[Excerpts of bounding box data]
* * *

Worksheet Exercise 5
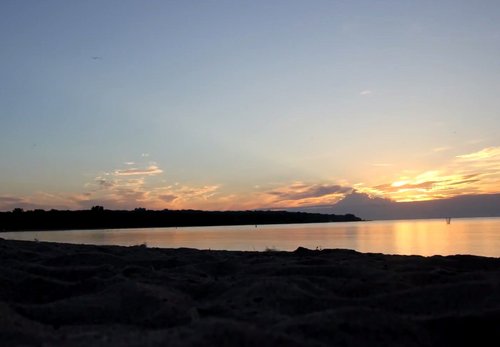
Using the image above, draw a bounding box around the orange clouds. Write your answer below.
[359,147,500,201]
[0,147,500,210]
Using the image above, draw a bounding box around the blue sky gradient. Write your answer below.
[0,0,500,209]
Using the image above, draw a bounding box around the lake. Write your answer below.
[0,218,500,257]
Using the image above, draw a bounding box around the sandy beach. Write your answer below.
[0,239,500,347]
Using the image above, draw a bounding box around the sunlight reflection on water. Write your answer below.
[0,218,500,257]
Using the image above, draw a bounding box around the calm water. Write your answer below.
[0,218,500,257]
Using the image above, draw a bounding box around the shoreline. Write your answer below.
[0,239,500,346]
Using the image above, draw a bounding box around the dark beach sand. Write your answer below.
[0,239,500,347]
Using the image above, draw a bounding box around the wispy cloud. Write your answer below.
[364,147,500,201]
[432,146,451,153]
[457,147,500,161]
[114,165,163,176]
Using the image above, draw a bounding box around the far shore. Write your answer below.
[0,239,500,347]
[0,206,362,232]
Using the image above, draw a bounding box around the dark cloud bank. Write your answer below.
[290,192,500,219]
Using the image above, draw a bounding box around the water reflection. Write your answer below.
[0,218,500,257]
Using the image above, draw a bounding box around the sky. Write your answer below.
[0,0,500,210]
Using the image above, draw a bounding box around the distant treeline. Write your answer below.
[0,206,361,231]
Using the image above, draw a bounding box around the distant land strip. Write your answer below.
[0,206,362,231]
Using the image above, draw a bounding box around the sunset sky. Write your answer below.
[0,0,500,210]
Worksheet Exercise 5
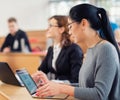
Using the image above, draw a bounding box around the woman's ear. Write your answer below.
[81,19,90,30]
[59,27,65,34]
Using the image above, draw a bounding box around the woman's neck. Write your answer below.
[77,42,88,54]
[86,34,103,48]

* * *

_What to produce_. Can you rewrite all of the data above as a numbered list with one line per number, skipping any blank lines? Omit the pictures from your answer.

_Output of the exercise_.
1. Worksheet Exercise 5
2. Using the image above, draw a bounding box around the orange clouds. Write your answer below.
3. [359,147,500,201]
4. [0,147,500,210]
5. Using the image above, draw a bounding box around the blue sky gradient. Write your answer below.
6. [0,0,500,209]
7. Using the image above, draw a bounding box around the lake. Write your answer below.
8. [0,218,500,257]
9. Using the image above, draw a bounding box around the sandy beach. Write your answer below.
10. [0,239,500,347]
11. Using the image above, draw a bounding box around the sunlight reflection on water. Write your answer below.
12. [0,218,500,257]
13. Using the image above, draw a bounding box around the calm water. Write your answer below.
14. [0,218,500,257]
15. Using the image above, draw a bounding box around the shoreline. Write your answer below.
16. [0,239,500,346]
17. Using the image above, draw a bounding box around the dark beach sand. Write your answer below.
18. [0,239,500,347]
19. Using the image above, draw a bounding box around the wispy cloud. Write your answer below.
20. [364,147,500,201]
21. [432,146,451,153]
22. [457,147,500,161]
23. [114,165,163,176]
24. Using the image above, draw a bounding box around the far shore. Write your answer below.
25. [0,239,500,347]
26. [0,206,362,232]
27. Using the image above, draw a bounding box around the dark cloud bank. Write your answer below.
28. [290,192,500,219]
29. Using the image above, draw a bounding box around the water reflection. Write your answer below.
30. [0,218,500,257]
31. Using the image above, draw a bounding box around the sky. Write your answer below.
32. [0,0,500,210]
33. Using the image above, draw a bounding box around the distant treeline. Write your answer below.
34. [0,206,361,231]
35. Using the image above, draw a bounding box around the distant land strip. Write your answer below.
36. [0,206,362,231]
37. Using the image above, draw a bounding box around the sunset sky. Write your answer below.
38. [0,0,500,210]
39. Worksheet Exercise 5
40. Using the image above, draw a bounding box around the woman's ear. Write your answer below.
41. [81,19,90,30]
42. [59,27,65,34]
43. Using the image above, draw a bounding box around the woman's neck. Write your answer below.
44. [77,42,88,54]
45. [86,34,103,48]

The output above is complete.